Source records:
┏━━

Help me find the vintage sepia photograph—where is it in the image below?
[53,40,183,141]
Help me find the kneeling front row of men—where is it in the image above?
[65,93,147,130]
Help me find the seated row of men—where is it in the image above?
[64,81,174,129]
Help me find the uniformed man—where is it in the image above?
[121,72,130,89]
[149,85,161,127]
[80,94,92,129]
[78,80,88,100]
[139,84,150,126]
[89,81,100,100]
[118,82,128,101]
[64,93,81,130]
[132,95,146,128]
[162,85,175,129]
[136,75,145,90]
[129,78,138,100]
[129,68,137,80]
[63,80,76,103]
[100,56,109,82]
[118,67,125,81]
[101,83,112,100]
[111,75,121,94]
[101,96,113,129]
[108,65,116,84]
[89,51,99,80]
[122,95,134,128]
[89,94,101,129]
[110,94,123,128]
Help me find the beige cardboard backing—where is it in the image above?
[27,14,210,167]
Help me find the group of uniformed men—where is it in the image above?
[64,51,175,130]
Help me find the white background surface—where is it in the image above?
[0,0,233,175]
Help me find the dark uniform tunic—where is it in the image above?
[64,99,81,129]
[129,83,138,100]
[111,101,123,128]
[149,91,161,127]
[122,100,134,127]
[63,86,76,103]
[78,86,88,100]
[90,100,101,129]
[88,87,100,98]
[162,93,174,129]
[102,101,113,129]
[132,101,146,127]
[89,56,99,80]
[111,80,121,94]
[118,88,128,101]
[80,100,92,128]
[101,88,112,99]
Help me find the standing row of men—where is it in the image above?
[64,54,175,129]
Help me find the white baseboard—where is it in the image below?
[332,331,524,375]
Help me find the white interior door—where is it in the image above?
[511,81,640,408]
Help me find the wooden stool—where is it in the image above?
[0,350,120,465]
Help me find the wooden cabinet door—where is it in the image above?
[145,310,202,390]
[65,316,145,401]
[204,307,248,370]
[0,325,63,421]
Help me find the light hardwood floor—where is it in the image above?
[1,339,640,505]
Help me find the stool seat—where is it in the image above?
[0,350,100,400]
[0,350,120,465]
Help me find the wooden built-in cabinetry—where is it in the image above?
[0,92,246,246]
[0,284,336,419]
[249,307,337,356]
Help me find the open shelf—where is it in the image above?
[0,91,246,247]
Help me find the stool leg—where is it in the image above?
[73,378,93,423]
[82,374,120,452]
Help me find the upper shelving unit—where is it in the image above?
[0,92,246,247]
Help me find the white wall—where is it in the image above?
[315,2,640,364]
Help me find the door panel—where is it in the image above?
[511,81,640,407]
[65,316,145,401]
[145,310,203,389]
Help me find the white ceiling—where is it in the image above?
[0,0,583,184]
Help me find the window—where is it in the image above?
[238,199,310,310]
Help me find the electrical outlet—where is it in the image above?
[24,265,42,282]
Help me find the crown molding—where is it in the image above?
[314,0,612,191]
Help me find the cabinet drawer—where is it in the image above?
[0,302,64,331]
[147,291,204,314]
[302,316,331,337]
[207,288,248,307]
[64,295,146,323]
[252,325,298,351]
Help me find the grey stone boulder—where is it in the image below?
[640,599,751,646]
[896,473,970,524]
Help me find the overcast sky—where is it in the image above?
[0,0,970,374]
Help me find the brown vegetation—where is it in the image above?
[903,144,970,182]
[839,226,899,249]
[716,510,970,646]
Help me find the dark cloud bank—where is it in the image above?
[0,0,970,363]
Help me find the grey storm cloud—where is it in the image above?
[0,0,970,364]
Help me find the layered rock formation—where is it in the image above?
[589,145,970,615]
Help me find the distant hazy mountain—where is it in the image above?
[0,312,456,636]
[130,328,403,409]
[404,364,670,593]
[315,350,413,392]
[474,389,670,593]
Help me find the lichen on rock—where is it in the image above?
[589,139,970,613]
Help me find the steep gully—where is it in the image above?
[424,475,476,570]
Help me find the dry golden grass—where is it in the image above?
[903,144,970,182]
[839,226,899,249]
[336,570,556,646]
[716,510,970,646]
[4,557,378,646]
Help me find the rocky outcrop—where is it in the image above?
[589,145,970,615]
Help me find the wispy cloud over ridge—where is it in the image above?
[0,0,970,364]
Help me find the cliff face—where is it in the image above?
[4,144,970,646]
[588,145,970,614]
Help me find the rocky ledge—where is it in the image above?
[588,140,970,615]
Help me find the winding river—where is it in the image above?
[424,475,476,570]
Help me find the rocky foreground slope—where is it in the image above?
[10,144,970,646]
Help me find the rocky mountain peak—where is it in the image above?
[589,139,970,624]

┗━━

Instructions for the task – Put every line of the material above into a numbered list, and leave out any blank lines.

Solution to this exercise –
1. Help me find the vintage sepia photograph—where is it in the image below?
2. [53,40,183,141]
3. Help me find the kneeling front row of men—where is it in the image above?
4. [65,93,147,130]
5. Help me find the seated row of men—where is it in the image above?
6. [64,81,174,129]
7. Help me find the uniformed man—where is it in the image above?
8. [121,72,130,89]
9. [149,85,161,127]
10. [80,94,92,129]
11. [78,80,88,100]
12. [139,84,150,126]
13. [89,81,100,100]
14. [118,82,128,101]
15. [64,93,81,130]
16. [132,95,146,128]
17. [162,85,175,129]
18. [136,75,145,90]
19. [129,78,138,100]
20. [129,68,137,80]
21. [63,80,76,103]
22. [100,56,109,82]
23. [118,67,125,81]
24. [101,83,112,100]
25. [111,75,121,94]
26. [101,96,113,129]
27. [108,65,116,84]
28. [89,51,99,80]
29. [122,95,134,128]
30. [89,94,101,129]
31. [110,94,123,128]
32. Help me find the beige cardboard backing—where is it in the image above?
33. [27,14,210,167]
34. Help me find the group of uniformed men—where is it in the image above?
35. [64,51,175,130]
36. Help me find the white background surface—where is it in the image above?
37. [0,0,233,175]
38. Help me find the dark uniform tunic—where is it in the image above?
39. [64,99,81,129]
40. [129,83,138,100]
41. [111,101,123,128]
42. [149,91,161,127]
43. [122,100,134,127]
44. [63,86,76,103]
45. [78,86,88,100]
46. [90,100,101,129]
47. [88,87,100,98]
48. [162,93,174,129]
49. [102,101,113,129]
50. [132,101,146,127]
51. [89,56,99,80]
52. [111,80,121,94]
53. [118,88,128,101]
54. [80,100,92,128]
55. [101,88,112,99]
56. Help me find the standing row of men—where is it in the image above?
57. [64,54,175,129]
58. Help me find the white baseboard—where is it in the image below?
59. [332,331,524,375]
60. Help me find the white interior door—where is it in the image above?
61. [511,81,640,408]
62. Help me find the wooden stool—where is it in the image above?
63. [0,350,120,465]
64. Help me find the wooden cabinet door—where is it in the image above?
65. [145,310,202,390]
66. [65,316,145,401]
67. [204,307,248,370]
68. [0,325,63,421]
69. Help me find the light hardwood floor—where is it in the image above?
70. [1,339,640,505]
71. Help me find the stool seat—where is it in the image above?
72. [0,350,100,400]
73. [0,350,120,465]
74. Help me find the wooden built-in cabinetry—where is it in the image above?
75. [0,92,246,246]
76. [0,284,336,419]
77. [249,307,337,356]
78. Help me find the open shelf—where is it in the image above?
79. [0,91,246,247]
80. Help me find the stool leg—where is it in the image above?
81. [73,378,93,423]
82. [82,374,120,452]
83. Help me find the upper shelving unit—where is it in the image above?
84. [0,92,246,247]
85. Help me find the white wall—where is it in the image above?
86. [315,2,640,364]
87. Help me find the door panel—where is it in the image above?
88. [511,81,640,407]
89. [65,316,145,401]
90. [145,310,203,389]
91. Help me find the white ceiling—where is it in the image above?
92. [0,0,583,184]
93. Help me find the window—where is it in the image above?
94. [238,199,310,310]
95. Help me find the electrical outlet—where is it in the image above?
96. [24,265,42,282]
97. Help me find the crown molding—where is it in the image above?
98. [314,0,612,191]
99. Help me find the cabinet drawer—where is it in the image above?
100. [0,302,64,331]
101. [147,291,204,314]
102. [302,316,331,337]
103. [207,288,248,307]
104. [64,295,146,323]
105. [252,325,298,351]
106. Help me find the grey stone boulder—where is it in the image below?
107. [640,599,751,646]
108. [896,473,970,524]
109. Help me find the overcast sky—where is it in the image above?
110. [0,0,970,374]
111. Help me find the brown vegetation—where is it in the image above?
112. [903,144,970,182]
113. [839,226,899,249]
114. [716,510,970,646]
115. Help me find the dark cloud bank—where is it in the image above?
116. [0,0,970,363]
117. Help me find the grey storm cloud—where is it in the image above?
118. [0,0,970,364]
119. Help me find the layered rock formation—where is it in the image above?
120. [589,145,970,615]
121. Help me find the distant hazy mountain—where is it in the image above?
122. [0,312,456,636]
123. [130,328,403,409]
124. [404,364,670,593]
125. [315,350,413,392]
126. [474,389,670,593]
127. Help me find the lichen on rock—where is it in the image above?
128. [589,139,970,613]
129. Help me find the steep gully—where is it in the image above?
130. [424,475,476,570]
131. Help me find the dry golden grass—where is it in the image above?
132. [903,144,970,182]
133. [839,226,899,249]
134. [336,570,556,646]
135. [716,510,970,646]
136. [4,557,378,646]
137. Help me find the rocky outcrop—where is it in the image above?
138. [589,145,970,615]
139. Help me find the wispy cloud over ridge—where is it in the image above?
140. [0,0,970,364]
141. Help me find the cliff face—where is it in the image above?
142. [4,144,970,646]
143. [588,145,970,614]
144. Help me find the rocky ledge—where is it in the image above?
145. [588,140,970,615]
146. Help me find the winding river—where is it in the image above?
147. [424,475,476,570]
148. Help me find the rocky foreground slope—where is it in the image above?
149. [10,144,970,646]
150. Help me find the rocky mountain peak—where is it in the image above?
151. [589,139,970,624]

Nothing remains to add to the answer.